## WORK ITEM:
Among the records below, find the lines with the word "lamp" and copy them.

**** STORED DATA ****

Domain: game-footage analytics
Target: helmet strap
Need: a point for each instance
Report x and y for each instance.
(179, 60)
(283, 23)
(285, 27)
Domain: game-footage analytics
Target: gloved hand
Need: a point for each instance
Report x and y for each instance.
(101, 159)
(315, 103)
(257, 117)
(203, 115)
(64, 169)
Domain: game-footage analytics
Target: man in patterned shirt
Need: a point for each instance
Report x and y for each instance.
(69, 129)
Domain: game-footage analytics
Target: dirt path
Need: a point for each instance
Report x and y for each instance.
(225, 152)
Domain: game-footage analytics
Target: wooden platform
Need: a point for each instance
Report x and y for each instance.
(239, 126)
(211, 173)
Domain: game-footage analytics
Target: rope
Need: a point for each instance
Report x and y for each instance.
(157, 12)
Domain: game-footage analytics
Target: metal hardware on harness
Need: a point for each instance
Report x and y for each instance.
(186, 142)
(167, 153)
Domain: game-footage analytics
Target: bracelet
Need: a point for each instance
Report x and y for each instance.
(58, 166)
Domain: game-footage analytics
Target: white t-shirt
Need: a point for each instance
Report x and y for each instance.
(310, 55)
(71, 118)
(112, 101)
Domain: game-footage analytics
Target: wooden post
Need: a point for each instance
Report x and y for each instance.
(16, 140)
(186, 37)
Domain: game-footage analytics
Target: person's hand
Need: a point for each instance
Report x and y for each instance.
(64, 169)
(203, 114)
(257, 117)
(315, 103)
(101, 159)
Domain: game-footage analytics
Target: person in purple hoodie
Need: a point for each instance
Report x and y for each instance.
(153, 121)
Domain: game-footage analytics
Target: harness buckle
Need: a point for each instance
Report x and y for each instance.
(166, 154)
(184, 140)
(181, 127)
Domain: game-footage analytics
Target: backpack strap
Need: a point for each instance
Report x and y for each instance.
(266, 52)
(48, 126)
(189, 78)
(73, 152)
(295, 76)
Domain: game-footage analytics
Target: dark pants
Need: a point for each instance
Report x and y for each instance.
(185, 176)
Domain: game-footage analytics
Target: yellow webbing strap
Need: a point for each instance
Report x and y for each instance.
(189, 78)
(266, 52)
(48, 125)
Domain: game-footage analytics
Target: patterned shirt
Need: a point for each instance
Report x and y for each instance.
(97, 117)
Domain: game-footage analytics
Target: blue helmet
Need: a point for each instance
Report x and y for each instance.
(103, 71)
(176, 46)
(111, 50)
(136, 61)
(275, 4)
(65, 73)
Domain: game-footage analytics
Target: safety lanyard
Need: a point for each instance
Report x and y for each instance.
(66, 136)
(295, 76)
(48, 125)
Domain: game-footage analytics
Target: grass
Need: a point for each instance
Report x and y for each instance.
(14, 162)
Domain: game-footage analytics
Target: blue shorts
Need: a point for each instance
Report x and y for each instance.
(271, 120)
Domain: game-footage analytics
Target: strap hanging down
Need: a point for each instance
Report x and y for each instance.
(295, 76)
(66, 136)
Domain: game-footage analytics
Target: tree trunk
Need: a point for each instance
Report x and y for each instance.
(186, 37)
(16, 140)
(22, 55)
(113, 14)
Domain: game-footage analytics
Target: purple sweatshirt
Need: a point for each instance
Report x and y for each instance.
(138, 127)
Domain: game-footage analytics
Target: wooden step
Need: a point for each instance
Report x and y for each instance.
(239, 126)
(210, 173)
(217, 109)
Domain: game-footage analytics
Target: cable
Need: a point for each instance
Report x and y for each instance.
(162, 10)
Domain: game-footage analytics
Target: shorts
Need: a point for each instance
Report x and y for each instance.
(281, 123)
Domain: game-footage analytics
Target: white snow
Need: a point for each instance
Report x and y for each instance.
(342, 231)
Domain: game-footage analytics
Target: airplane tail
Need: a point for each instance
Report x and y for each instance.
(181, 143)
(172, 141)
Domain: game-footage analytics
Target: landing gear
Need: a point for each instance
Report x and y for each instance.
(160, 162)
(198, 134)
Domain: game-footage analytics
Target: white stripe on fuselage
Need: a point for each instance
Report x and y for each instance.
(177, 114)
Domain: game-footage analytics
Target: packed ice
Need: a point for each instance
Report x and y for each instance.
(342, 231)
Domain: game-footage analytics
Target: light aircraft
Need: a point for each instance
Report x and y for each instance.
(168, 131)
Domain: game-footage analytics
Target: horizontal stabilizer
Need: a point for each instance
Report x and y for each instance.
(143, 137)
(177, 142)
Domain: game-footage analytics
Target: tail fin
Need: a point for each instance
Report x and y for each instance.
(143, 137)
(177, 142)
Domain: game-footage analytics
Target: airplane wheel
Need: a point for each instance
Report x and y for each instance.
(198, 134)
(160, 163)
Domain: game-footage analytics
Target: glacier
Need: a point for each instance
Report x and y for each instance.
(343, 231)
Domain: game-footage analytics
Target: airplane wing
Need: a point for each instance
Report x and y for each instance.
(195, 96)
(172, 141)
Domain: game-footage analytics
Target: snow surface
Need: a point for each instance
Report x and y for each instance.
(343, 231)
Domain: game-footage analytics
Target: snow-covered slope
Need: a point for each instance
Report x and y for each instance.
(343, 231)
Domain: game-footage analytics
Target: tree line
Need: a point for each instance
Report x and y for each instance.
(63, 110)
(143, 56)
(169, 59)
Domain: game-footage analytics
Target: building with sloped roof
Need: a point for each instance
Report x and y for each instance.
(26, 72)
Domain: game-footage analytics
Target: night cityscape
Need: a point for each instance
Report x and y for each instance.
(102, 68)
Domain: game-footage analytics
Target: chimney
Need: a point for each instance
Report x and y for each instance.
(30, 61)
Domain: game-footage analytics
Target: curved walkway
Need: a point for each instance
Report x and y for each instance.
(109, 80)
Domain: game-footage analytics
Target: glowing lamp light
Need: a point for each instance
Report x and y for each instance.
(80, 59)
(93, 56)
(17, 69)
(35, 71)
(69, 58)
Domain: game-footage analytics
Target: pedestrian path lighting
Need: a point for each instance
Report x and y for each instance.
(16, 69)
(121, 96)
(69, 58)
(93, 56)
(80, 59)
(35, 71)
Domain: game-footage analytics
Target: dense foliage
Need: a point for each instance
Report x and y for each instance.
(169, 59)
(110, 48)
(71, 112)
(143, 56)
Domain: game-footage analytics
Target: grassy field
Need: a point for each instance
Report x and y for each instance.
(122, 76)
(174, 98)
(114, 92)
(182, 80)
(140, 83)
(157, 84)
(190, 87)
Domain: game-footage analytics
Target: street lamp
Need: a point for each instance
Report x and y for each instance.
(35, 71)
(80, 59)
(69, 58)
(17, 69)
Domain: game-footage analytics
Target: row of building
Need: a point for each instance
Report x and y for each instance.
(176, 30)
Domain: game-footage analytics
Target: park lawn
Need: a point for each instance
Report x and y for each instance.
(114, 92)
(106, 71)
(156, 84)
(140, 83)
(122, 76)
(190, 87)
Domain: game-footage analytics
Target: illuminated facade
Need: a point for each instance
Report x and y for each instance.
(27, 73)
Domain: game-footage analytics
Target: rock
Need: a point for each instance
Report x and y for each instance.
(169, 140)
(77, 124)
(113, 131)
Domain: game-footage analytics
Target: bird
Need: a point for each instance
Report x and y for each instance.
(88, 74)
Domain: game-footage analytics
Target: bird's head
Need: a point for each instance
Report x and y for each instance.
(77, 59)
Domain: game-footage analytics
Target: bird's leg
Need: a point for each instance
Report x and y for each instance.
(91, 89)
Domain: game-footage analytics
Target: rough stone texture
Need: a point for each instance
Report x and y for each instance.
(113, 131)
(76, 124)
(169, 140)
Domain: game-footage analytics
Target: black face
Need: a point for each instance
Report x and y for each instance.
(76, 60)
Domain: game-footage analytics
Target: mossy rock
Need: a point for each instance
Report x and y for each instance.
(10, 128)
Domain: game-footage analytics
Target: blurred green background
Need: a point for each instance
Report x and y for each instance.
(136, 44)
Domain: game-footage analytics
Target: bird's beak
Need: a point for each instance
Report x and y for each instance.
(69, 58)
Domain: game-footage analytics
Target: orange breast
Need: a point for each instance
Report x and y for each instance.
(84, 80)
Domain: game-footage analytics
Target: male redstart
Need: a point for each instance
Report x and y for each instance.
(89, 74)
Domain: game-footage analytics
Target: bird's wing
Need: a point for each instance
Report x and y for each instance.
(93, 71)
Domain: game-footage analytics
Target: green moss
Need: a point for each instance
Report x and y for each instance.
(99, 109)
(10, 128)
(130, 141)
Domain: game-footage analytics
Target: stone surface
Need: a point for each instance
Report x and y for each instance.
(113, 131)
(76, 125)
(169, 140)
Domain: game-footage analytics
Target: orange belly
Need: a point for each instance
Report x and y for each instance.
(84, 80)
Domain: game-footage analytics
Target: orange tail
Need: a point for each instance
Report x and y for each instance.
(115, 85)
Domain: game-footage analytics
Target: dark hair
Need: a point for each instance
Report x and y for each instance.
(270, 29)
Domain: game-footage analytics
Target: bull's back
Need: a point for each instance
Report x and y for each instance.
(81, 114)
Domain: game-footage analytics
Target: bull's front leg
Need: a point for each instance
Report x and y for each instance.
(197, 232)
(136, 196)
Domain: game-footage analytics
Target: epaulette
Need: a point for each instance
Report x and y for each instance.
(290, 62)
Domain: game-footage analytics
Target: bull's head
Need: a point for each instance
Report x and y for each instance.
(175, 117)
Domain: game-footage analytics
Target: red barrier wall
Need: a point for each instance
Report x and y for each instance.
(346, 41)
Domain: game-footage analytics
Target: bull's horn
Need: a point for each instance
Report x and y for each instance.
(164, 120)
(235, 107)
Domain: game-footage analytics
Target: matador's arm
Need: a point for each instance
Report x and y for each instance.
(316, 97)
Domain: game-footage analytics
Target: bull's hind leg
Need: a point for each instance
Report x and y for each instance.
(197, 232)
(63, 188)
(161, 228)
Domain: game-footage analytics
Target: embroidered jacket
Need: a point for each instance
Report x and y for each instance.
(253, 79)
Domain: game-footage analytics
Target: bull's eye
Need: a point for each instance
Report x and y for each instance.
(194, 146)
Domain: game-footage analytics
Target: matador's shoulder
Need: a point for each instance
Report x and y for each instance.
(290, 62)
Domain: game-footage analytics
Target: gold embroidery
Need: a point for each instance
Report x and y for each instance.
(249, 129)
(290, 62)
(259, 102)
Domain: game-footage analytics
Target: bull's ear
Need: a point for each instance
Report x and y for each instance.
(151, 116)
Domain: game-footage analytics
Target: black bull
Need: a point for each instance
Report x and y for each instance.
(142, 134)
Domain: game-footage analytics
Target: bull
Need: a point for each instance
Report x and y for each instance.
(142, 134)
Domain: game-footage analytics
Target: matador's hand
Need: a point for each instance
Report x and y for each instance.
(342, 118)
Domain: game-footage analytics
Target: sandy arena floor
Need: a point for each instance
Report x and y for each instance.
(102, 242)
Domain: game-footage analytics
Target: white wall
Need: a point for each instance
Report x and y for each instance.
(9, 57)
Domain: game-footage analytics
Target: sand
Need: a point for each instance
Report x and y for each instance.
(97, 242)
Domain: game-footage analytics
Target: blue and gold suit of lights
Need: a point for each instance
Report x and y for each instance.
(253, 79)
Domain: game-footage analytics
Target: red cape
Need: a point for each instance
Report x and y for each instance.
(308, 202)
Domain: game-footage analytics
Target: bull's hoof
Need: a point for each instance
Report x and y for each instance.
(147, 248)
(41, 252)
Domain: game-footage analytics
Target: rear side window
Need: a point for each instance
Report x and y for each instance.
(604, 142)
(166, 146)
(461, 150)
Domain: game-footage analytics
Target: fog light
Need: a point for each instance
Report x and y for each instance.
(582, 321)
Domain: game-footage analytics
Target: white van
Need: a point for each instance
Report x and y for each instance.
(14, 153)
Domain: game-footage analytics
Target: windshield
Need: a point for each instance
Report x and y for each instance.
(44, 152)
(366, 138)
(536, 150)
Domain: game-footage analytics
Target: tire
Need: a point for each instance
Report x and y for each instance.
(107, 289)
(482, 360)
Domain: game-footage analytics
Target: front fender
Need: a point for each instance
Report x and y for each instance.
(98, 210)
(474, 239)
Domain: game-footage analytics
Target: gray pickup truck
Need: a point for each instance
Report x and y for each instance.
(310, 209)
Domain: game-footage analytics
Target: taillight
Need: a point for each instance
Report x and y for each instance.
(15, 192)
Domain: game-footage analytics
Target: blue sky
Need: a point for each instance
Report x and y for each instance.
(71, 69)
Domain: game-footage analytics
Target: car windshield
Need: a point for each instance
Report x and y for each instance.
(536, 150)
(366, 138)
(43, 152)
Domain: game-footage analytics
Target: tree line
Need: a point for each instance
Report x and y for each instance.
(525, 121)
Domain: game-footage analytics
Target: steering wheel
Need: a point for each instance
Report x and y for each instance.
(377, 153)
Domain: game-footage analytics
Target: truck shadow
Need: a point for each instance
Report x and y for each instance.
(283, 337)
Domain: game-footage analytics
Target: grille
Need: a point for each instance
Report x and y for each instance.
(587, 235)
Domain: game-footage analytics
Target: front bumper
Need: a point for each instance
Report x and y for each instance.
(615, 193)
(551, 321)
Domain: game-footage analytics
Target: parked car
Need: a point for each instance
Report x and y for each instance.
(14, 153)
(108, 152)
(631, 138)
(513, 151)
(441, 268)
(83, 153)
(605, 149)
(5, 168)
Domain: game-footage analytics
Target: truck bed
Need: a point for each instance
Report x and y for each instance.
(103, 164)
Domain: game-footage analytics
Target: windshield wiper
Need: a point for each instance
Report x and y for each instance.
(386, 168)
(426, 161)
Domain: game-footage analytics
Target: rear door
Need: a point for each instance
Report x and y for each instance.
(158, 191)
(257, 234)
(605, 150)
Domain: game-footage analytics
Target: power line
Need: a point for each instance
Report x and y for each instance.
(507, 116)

****

## WRITTEN RESPONSE:
Target: glowing lamp light
Target: street lamp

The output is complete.